--- DESCRIPTION OF THE TASK ---
What is needed here is an exact copy of every entry.

*** Opening of DATASET CONTENT ***

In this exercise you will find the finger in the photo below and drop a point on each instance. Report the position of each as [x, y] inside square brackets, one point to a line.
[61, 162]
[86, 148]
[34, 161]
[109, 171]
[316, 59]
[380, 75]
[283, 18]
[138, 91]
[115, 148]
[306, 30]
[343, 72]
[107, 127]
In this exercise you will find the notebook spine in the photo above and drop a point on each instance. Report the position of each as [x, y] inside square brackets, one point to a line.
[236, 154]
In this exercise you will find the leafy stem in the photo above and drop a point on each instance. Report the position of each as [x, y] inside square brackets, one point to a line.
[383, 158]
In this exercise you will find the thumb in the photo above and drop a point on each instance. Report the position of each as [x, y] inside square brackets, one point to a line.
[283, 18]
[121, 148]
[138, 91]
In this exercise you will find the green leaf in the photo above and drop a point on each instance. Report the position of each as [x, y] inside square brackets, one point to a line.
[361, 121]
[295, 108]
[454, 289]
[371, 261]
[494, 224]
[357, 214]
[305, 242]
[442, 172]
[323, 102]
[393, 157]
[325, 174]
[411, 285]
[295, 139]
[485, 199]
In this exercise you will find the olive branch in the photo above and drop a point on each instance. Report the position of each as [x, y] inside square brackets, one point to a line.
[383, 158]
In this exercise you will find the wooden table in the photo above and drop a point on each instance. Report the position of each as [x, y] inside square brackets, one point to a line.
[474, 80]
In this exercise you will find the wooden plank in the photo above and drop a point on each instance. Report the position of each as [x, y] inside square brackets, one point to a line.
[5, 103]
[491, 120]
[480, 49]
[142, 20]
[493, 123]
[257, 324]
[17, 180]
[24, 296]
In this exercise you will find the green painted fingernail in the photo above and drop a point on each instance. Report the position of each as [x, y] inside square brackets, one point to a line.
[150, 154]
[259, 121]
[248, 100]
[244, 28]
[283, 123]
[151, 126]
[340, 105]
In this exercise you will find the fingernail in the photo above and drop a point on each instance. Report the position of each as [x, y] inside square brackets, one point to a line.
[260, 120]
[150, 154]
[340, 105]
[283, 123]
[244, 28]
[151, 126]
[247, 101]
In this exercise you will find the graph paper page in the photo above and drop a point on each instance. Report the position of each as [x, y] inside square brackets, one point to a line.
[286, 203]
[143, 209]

*** Close of DATASET CONTENT ***

--- COMPLETED EXERCISE ---
In this exercise you will find the finger in the photo below and drop a point on each instance. Report the position of each as [x, y] inside square brackets, one point to a line.
[61, 162]
[86, 148]
[34, 161]
[109, 171]
[316, 59]
[380, 75]
[283, 18]
[138, 91]
[115, 148]
[306, 30]
[343, 72]
[107, 127]
In this exercise you will find the notebook spine in the photo above and drop a point on each instance. Report the position of each as [x, y] inside square brackets, one point to a line.
[236, 154]
In this exercise you will find the leafy stem in the photo above and drop a point on each instance. Report the position of each as [x, y] inside square brackets, one point to a line.
[383, 158]
In this exercise you will find the thumb in the photo above and drop a point on each instance. Report the position of each as [x, y] inside square brackets, one point to a line.
[283, 18]
[121, 148]
[138, 91]
In this exercise you will find the green leaf in the photo above and drop a point on each instance. Report the position of each as [x, y] inside square brackets, one point to a line.
[361, 121]
[295, 108]
[454, 289]
[371, 261]
[494, 224]
[357, 214]
[305, 242]
[442, 172]
[323, 102]
[393, 157]
[325, 174]
[411, 285]
[295, 139]
[485, 199]
In this exercise you will find the olive branch in the photo above and drop a point on each instance. Report the position of each as [x, y] inside square brackets, one point to a line.
[383, 158]
In this exercise you will find the wooden table in the photo above and drop a point on each instance. Report the position of each as [x, y] inside square brackets, one point to a line.
[474, 80]
In this exercise you will find the wooden plank in the photo above and drop a point on each instance. Report the position of each as [x, y] inside square brackets, one point to a line.
[5, 103]
[491, 120]
[480, 49]
[142, 20]
[493, 123]
[257, 324]
[17, 180]
[24, 296]
In this exercise you will find the green painted fingernail in the photo above and drop a point on each instance. Report the position of each as [x, y] inside square brackets, one point to a line.
[150, 154]
[259, 121]
[248, 100]
[244, 28]
[283, 123]
[151, 126]
[340, 105]
In this exercise you will find the fingernail in the photo above and drop a point on each instance. Report the position of each as [x, y] inside square brackets, one point to a line.
[260, 120]
[150, 154]
[340, 105]
[283, 123]
[244, 28]
[151, 126]
[247, 101]
In this exercise you will find the graph paper page in the photo above and drop a point on each instance. Report the position of each as [x, y] inside square brackets, one point to a line.
[286, 203]
[143, 209]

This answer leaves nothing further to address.